- Lavoro richiesto -
Estrai dal materiale tutte le righe in cui compare la stringa "sidewalk".

Voci da un insieme di annotazioni a punti:
##############################

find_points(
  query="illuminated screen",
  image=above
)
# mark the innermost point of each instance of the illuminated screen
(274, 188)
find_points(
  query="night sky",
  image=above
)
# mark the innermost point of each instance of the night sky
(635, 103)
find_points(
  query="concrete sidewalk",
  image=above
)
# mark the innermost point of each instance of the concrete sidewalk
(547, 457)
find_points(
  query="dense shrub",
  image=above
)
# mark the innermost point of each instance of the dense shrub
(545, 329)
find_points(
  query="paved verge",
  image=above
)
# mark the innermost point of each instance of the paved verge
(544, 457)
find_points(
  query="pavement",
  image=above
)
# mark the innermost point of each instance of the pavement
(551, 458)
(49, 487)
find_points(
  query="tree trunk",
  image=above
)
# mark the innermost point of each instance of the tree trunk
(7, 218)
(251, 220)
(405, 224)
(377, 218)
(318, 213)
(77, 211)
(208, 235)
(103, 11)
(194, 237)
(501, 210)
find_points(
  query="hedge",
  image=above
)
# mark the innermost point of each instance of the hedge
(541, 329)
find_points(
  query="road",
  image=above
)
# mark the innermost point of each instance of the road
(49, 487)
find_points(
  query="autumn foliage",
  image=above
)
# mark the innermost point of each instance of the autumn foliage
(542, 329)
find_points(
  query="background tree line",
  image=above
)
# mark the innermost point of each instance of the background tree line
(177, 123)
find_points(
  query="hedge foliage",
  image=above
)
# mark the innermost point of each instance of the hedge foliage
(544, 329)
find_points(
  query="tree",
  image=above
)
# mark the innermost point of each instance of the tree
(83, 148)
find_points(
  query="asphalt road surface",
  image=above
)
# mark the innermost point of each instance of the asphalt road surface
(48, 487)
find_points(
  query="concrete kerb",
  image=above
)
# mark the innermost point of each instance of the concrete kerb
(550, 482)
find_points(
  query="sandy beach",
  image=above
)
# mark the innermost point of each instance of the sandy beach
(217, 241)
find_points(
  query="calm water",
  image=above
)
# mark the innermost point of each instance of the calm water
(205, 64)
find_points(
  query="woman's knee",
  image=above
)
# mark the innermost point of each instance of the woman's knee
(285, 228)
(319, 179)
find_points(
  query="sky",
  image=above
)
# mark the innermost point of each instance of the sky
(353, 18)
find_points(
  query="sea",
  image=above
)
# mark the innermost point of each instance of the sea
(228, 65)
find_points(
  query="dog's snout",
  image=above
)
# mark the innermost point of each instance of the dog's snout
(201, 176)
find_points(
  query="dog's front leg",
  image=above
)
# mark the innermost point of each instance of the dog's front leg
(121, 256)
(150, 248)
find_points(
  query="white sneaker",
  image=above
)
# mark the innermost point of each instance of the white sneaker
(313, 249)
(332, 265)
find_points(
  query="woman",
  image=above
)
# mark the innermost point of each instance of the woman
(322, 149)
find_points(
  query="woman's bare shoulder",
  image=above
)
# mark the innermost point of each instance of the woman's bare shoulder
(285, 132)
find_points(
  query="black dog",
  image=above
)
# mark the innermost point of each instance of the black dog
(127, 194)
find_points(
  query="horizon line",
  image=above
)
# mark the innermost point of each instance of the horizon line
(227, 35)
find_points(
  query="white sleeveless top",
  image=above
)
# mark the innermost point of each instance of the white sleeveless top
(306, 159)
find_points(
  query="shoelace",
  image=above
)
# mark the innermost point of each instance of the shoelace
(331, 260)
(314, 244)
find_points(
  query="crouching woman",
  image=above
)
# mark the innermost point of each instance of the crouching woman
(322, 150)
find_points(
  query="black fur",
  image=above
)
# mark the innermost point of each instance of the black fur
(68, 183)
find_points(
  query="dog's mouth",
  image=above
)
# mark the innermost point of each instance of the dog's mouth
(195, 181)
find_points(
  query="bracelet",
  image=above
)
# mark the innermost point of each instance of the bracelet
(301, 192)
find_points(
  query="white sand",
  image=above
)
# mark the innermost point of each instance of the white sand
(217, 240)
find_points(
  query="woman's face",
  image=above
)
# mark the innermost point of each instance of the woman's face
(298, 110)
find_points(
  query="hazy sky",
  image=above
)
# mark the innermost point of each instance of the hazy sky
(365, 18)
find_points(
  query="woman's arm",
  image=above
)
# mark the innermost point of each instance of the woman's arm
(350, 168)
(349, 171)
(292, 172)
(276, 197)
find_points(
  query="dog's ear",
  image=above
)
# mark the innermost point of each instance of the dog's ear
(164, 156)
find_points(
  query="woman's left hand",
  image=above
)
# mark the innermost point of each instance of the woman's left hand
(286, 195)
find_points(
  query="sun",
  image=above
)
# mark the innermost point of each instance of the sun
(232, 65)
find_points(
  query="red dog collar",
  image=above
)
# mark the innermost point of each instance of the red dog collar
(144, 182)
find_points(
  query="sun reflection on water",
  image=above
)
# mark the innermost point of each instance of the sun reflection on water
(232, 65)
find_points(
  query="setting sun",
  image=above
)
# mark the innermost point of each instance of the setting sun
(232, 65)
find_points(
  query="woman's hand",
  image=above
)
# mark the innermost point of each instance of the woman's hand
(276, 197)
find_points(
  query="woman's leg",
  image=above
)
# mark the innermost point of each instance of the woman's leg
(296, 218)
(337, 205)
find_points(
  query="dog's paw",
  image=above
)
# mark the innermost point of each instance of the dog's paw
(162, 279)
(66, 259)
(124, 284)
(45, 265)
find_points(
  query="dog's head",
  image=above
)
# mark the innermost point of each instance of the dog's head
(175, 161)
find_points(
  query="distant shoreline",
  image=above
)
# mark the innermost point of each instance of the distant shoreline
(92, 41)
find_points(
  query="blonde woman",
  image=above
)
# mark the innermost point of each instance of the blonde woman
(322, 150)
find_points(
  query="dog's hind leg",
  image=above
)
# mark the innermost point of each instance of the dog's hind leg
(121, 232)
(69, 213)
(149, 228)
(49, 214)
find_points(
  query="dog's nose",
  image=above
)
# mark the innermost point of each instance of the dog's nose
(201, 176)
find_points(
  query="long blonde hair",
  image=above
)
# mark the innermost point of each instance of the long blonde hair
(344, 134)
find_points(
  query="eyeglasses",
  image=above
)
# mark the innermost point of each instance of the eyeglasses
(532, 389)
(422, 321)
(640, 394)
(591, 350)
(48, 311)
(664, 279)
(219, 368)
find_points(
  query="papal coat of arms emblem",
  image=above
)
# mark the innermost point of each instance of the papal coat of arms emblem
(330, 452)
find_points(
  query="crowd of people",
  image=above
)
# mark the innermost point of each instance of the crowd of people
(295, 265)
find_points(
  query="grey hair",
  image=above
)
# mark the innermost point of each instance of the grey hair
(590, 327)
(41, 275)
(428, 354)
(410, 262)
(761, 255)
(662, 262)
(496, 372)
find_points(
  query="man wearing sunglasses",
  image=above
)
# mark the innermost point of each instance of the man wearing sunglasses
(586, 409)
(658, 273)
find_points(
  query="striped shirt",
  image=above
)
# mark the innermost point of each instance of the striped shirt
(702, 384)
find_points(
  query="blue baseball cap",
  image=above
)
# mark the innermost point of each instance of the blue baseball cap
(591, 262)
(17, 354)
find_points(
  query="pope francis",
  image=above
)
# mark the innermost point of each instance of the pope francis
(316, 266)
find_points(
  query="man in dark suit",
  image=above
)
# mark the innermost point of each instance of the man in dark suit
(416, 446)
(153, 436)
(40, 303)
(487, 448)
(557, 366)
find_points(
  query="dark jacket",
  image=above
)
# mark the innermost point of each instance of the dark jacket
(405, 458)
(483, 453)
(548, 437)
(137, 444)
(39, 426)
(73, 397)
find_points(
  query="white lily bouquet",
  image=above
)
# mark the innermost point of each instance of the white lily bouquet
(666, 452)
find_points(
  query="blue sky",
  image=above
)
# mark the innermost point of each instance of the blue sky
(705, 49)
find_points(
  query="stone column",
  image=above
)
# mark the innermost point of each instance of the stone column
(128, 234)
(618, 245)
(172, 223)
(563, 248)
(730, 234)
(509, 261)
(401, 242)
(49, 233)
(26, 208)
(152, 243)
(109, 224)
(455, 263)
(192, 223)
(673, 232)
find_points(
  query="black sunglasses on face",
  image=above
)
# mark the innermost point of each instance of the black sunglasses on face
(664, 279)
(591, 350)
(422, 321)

##############################

- Risposta completa -
  query="concrete sidewalk",
# mark the innermost point of each instance of the concrete sidewalk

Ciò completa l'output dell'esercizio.